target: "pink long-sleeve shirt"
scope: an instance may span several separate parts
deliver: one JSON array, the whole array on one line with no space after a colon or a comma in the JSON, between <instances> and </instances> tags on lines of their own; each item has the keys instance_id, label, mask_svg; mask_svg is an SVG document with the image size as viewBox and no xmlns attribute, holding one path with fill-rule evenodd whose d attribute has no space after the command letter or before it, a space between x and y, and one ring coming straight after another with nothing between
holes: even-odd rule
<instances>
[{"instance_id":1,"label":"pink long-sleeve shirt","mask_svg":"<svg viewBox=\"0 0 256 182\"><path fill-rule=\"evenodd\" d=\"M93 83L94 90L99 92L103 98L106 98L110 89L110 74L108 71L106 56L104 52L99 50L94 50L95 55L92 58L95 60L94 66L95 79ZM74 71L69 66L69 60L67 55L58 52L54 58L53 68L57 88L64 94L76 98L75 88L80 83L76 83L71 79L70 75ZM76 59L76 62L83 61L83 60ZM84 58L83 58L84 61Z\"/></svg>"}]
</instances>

* * *

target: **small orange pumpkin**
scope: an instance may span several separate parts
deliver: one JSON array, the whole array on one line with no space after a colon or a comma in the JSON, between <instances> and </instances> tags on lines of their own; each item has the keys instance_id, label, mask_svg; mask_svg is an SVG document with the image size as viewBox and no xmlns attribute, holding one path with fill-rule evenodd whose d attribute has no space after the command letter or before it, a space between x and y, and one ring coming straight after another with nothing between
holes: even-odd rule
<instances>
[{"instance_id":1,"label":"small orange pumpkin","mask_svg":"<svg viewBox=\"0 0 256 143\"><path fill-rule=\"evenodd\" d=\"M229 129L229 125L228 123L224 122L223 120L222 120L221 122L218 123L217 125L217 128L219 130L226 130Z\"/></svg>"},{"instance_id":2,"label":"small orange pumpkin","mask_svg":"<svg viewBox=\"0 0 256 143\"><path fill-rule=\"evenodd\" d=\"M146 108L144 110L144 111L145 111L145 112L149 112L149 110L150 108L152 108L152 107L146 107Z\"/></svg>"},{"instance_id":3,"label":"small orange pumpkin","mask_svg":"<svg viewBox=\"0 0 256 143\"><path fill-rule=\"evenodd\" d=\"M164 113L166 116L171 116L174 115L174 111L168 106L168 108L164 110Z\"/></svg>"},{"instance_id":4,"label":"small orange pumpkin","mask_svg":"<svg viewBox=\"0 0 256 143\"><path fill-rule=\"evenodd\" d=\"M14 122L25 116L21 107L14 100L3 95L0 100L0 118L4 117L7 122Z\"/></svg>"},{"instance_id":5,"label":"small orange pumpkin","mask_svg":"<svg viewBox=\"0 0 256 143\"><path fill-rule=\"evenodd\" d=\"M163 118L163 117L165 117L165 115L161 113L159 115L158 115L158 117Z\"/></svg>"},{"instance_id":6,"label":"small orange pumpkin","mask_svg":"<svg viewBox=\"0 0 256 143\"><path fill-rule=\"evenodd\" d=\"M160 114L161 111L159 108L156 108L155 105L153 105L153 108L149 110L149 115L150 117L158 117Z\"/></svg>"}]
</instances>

_Instructions to follow_: Count the lines in the records above that contain the string "target", treating uppercase and lowercase as different. Give only the number.

_Written answer_: 2